- **What the task requires**
Look in the data below for the line that contains "Where can you spot the sky?". Copy that line and the remaining lines exactly.

__________________________________________________

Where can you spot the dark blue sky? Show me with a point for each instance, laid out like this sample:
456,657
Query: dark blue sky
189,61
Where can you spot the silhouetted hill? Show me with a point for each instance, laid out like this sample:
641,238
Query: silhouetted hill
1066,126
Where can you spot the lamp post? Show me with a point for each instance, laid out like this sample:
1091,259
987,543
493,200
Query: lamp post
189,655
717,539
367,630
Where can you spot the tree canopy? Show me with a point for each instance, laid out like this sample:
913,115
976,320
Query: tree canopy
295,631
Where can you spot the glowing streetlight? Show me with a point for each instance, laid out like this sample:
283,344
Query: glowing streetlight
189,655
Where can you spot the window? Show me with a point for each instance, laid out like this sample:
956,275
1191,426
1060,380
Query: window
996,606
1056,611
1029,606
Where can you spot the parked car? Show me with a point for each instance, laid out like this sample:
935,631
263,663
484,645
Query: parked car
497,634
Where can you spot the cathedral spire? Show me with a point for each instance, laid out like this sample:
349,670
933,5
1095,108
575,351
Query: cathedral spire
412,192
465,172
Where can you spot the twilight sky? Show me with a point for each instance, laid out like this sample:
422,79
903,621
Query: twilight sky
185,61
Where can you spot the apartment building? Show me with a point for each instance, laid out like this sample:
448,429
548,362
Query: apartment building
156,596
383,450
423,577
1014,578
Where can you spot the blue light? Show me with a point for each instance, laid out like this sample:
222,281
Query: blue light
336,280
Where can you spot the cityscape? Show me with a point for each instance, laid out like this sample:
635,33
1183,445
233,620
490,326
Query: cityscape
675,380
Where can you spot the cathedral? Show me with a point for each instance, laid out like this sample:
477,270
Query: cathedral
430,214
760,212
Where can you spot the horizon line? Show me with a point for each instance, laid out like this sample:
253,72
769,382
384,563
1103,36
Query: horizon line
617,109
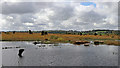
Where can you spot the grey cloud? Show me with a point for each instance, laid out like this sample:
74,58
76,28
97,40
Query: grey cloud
17,8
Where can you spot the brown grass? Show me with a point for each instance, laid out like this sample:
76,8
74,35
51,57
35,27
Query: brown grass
57,37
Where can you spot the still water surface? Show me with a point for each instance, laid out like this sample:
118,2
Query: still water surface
65,54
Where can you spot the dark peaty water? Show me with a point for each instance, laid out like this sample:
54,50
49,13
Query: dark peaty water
63,55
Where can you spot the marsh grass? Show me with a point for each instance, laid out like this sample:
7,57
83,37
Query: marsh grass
57,38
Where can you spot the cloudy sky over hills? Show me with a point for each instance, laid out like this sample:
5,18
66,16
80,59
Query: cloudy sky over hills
59,15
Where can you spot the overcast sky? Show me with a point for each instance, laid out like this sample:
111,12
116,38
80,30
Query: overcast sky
59,15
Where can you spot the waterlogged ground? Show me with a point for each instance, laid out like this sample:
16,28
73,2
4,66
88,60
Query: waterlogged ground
63,55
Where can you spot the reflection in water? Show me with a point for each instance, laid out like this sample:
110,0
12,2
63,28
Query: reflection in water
62,54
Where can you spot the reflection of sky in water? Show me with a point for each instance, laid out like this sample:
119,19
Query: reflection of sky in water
62,55
0,54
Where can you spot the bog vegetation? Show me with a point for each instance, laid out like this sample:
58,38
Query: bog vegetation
110,37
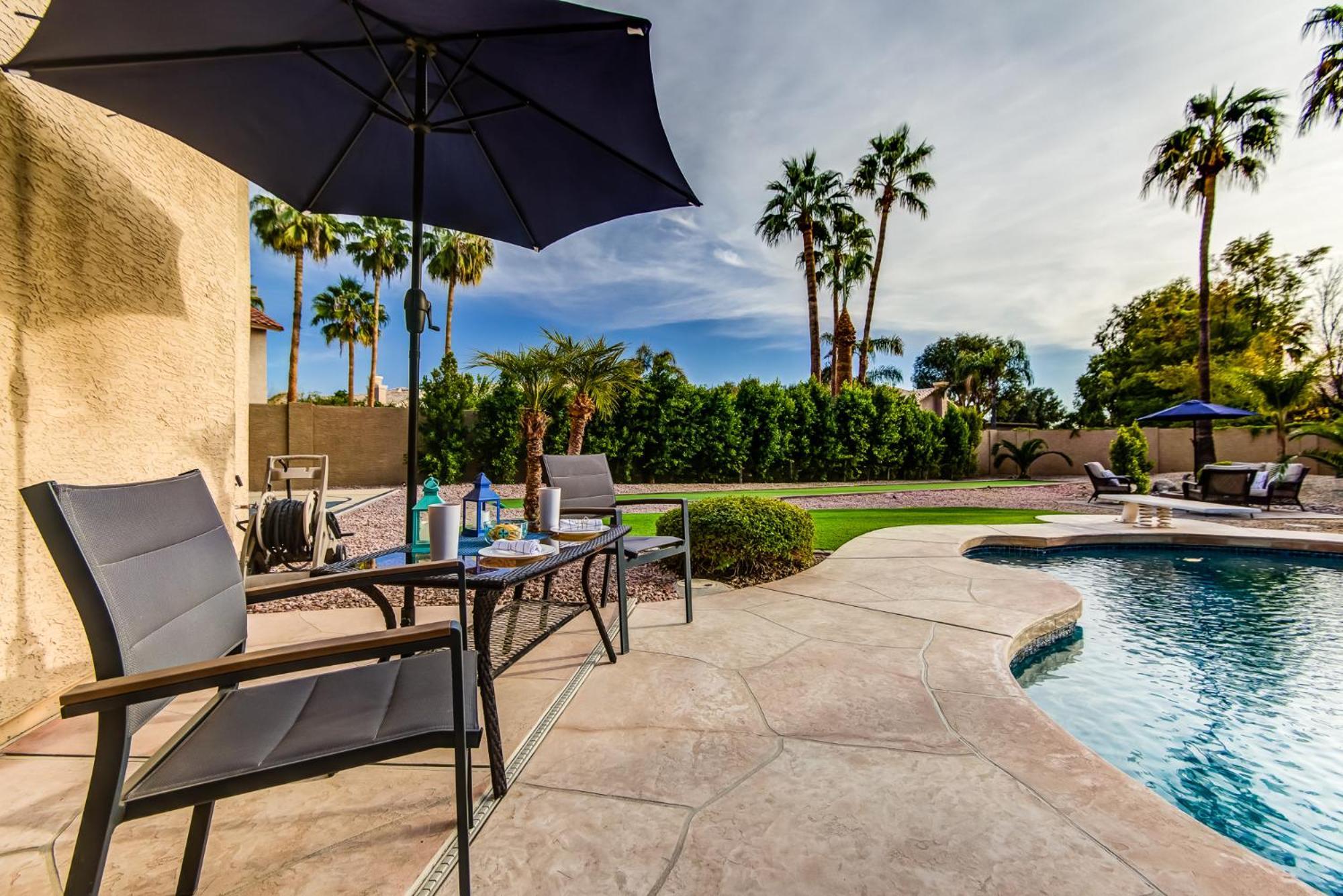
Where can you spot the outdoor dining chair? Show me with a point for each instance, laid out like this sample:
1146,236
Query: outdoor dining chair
154,576
588,490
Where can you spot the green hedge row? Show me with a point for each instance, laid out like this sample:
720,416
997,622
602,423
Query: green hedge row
669,430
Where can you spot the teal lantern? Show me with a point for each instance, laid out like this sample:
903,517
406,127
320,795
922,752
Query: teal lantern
420,517
476,507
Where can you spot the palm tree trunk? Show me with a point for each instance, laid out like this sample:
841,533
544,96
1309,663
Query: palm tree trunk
1205,450
350,379
448,319
809,262
373,345
534,432
581,411
299,323
872,287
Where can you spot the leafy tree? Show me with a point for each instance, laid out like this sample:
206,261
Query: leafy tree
1281,392
894,175
1225,138
1325,83
285,230
459,259
1330,431
804,196
344,311
1024,455
598,375
978,366
537,375
1129,456
382,248
1040,407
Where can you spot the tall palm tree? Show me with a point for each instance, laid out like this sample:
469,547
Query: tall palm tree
1279,392
459,259
343,311
797,201
1225,138
1325,83
598,373
892,173
537,373
382,248
845,248
285,230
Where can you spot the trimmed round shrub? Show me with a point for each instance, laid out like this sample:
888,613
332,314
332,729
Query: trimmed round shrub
745,538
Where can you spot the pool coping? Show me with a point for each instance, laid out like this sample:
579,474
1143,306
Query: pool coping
1173,851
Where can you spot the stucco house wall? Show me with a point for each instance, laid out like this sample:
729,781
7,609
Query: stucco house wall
124,334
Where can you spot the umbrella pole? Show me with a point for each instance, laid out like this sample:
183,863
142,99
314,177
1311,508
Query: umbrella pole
417,305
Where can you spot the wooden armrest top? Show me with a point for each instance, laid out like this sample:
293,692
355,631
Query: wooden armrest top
126,690
331,581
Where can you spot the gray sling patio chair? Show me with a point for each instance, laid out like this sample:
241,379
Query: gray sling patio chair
156,583
588,490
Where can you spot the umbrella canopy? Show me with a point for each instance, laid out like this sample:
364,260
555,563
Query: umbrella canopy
1196,409
518,119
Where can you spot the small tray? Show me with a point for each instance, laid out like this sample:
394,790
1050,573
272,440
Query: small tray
492,557
577,534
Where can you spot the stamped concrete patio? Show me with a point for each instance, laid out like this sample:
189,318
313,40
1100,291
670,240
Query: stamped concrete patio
852,729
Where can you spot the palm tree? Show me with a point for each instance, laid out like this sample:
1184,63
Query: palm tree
845,248
1330,431
343,311
1279,392
382,248
1024,455
459,259
285,230
538,375
892,173
598,373
1231,138
1325,83
798,200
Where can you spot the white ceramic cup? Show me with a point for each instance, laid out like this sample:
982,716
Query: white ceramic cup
551,509
445,529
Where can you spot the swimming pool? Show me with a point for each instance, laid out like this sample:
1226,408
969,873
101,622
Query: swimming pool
1215,678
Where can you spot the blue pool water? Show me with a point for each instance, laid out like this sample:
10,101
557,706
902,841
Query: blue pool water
1216,679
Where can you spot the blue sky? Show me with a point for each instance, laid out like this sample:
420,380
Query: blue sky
1043,114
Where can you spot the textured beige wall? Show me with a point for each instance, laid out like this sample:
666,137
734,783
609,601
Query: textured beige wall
365,446
1172,450
124,334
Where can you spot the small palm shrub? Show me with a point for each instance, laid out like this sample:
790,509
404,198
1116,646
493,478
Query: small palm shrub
742,538
1129,456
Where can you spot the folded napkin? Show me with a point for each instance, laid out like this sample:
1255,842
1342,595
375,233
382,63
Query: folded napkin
520,546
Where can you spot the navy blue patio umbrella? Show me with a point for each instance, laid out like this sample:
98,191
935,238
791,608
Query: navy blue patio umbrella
1196,409
518,119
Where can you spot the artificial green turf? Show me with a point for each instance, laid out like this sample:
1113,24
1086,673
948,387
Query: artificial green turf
855,489
837,526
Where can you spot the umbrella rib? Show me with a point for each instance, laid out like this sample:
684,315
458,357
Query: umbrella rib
367,94
350,145
575,129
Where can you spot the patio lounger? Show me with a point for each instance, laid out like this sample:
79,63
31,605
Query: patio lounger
1221,486
1106,485
588,490
154,576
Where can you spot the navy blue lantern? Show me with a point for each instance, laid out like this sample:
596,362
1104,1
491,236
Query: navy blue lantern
481,497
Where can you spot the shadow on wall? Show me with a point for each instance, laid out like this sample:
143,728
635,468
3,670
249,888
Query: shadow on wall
81,248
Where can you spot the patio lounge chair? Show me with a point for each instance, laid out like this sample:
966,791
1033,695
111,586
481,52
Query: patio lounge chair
588,490
156,583
1105,485
1221,486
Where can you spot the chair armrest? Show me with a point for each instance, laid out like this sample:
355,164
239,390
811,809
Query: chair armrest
332,581
123,691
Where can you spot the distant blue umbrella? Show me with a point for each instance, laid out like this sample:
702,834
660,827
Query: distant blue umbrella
1196,409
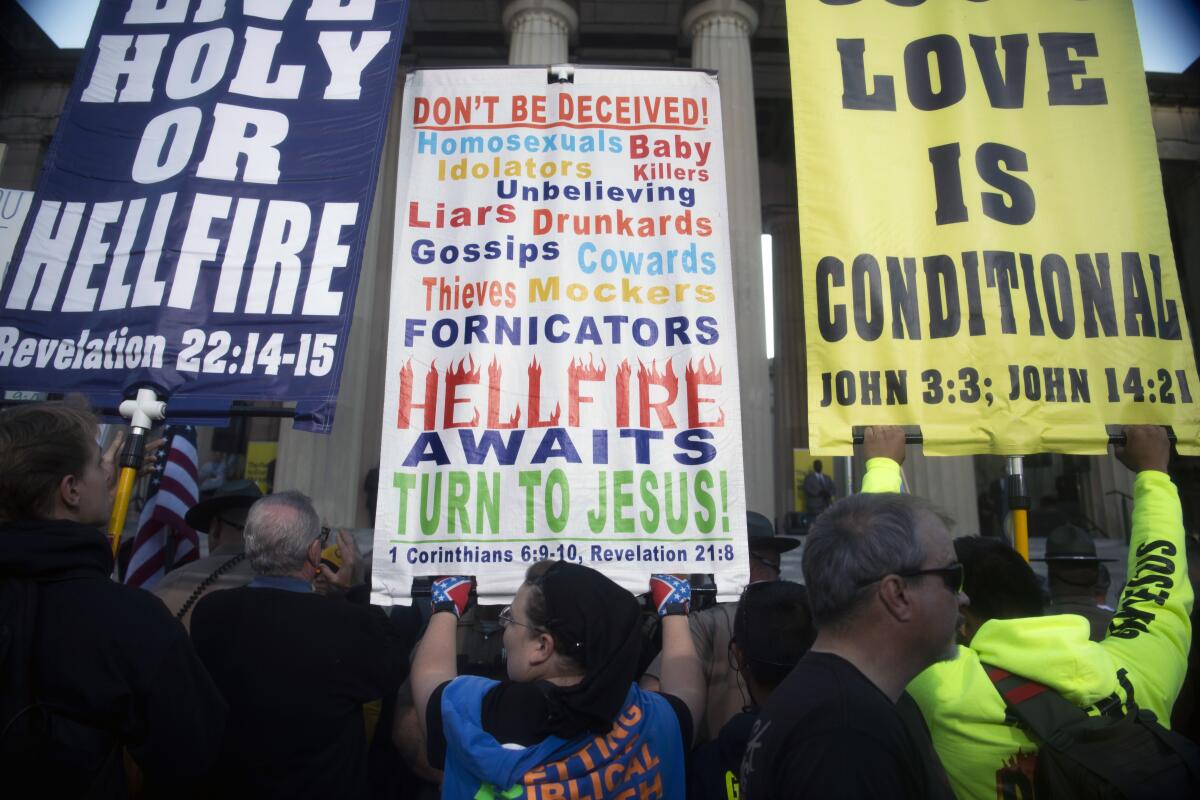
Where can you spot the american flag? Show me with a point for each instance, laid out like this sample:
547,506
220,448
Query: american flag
163,539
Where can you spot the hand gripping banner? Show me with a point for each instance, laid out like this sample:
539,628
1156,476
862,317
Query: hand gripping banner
562,374
199,221
983,229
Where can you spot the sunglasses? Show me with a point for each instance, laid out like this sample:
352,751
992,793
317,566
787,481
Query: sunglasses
952,575
505,619
777,565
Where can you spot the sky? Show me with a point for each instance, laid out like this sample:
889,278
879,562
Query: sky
1169,29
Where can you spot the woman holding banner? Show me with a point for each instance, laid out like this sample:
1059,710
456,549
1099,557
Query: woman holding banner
570,721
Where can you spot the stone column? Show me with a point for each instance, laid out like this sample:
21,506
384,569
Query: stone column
720,40
791,362
539,30
948,482
330,468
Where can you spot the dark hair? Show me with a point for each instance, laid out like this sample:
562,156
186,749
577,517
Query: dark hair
997,579
856,541
40,445
773,627
540,615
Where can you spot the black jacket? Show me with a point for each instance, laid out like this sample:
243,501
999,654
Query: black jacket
297,669
113,668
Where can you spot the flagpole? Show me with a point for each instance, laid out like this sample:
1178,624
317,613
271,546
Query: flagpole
1019,505
142,413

__________________________________________________

- **Exercise answer**
Where can you spot the sky? Show me with a point for each instance, laid out like this sample:
889,278
879,562
Query: sky
1169,29
Where can you spot the woman holding banner? Show me with a point for each instance, laid out like this sample:
1059,710
456,549
1099,557
Query: woman holding banner
570,721
Where can you spot the stone column? Show me with a point for each instance, laid out like this sample:
21,506
384,569
Query: stone column
720,40
791,362
539,30
948,482
330,468
Where can you spot the dark hair? Show me with a point for each instance, laid out like this sample:
562,156
186,749
577,517
Query: dark hair
997,579
856,541
40,445
773,627
540,615
Where can you spot the black jacket? Show me with a point for each instance, laid out like this sample:
243,501
999,654
Query: black jacket
297,669
113,668
Where can you spot the flagpole? Show me with a point for each instance, laid out like this sample:
1178,624
317,613
271,546
Query: flagpole
1019,505
142,413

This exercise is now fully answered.